- **LISTING**

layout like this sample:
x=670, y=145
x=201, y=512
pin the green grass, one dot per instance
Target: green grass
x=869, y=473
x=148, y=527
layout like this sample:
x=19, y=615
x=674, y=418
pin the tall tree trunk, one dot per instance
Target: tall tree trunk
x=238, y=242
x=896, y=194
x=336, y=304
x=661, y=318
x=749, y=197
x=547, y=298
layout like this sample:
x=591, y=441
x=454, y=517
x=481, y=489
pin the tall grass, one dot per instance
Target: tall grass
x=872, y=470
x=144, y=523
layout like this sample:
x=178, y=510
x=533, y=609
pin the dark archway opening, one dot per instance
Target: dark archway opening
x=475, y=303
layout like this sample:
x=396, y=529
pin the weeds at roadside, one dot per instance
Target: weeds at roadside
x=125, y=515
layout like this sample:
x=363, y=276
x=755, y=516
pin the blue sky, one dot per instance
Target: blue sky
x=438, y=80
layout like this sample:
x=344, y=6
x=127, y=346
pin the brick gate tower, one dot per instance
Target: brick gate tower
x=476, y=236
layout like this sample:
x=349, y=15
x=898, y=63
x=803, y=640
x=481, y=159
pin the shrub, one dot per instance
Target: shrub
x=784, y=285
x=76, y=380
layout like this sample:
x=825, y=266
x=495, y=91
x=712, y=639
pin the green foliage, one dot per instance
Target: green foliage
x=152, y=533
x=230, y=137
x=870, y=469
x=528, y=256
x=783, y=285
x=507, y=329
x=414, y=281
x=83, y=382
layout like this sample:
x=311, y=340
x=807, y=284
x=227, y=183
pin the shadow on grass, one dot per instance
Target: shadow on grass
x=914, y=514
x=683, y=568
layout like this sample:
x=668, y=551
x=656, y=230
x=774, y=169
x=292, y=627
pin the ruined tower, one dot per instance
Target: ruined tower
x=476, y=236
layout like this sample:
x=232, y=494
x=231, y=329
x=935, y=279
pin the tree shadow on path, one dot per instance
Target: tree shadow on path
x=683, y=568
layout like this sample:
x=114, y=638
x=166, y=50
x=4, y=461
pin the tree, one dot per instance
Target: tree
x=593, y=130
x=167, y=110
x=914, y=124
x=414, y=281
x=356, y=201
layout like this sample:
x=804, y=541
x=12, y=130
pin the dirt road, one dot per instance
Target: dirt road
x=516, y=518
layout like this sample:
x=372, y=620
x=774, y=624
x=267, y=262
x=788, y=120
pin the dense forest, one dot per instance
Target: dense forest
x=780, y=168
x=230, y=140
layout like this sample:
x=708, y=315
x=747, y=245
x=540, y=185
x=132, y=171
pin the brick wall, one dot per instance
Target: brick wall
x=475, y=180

- **REQUEST**
Copy all of the rows above again, swapping "one dot per instance" for "one point per instance" wherever it occurs and leaving every other character as it is.

- **RESPONSE**
layout like this sample:
x=670, y=145
x=201, y=512
pin the green grass, one point per instance
Target: green grass
x=869, y=473
x=148, y=527
layout like this sample:
x=19, y=615
x=674, y=418
pin the tall tree trunk, one point per instance
Target: tall tree trunk
x=238, y=242
x=896, y=194
x=336, y=304
x=661, y=318
x=749, y=197
x=547, y=298
layout like this sample:
x=591, y=441
x=454, y=517
x=481, y=489
pin the tall grass, one point per instance
Target: tall grass
x=872, y=470
x=144, y=523
layout like this sample:
x=178, y=510
x=533, y=609
pin the dark archway opening, one point per instance
Target: dark archway opening
x=475, y=303
layout like this sample:
x=396, y=529
pin the weeds at roadside, one point per instance
Target: weeds at roadside
x=125, y=515
layout like this sample:
x=363, y=276
x=755, y=516
pin the blue sky, one point per instance
Target: blue sky
x=438, y=80
layout like this sample:
x=344, y=6
x=127, y=346
pin the brick gate tower, one point per instance
Target: brick gate tower
x=476, y=236
layout like this sample:
x=349, y=15
x=898, y=63
x=803, y=640
x=481, y=159
pin the shrub, one point per instance
Target: shrub
x=784, y=285
x=76, y=380
layout like this sample:
x=825, y=266
x=495, y=91
x=712, y=639
pin the green foliage, one point per instance
Target: green foliage
x=152, y=533
x=230, y=137
x=870, y=469
x=528, y=256
x=783, y=285
x=507, y=329
x=414, y=281
x=83, y=382
layout like this sample:
x=311, y=340
x=807, y=284
x=227, y=183
pin the shadow on grass, one point per instance
Target: shadow on grass
x=914, y=514
x=683, y=568
layout like this sample:
x=668, y=551
x=656, y=230
x=774, y=169
x=292, y=627
pin the ruined tower, one point per instance
Target: ruined tower
x=476, y=236
layout like this sample:
x=232, y=494
x=231, y=329
x=935, y=279
pin the tree shadow on path, one point per instance
Target: tree shadow on path
x=683, y=568
layout like this sample:
x=114, y=638
x=166, y=50
x=4, y=461
pin the tree, one point per instance
Target: tree
x=593, y=130
x=167, y=110
x=914, y=124
x=414, y=281
x=356, y=201
layout like this sample:
x=804, y=541
x=12, y=130
pin the dirt road, one point per instance
Target: dirt road
x=516, y=518
layout like this sample:
x=372, y=620
x=774, y=624
x=267, y=262
x=788, y=120
pin the dense forest, one point per instance
Target: dense forest
x=780, y=168
x=230, y=140
layout like this sample:
x=708, y=315
x=747, y=245
x=540, y=185
x=132, y=171
pin the brick wall, one point per instance
Target: brick wall
x=475, y=180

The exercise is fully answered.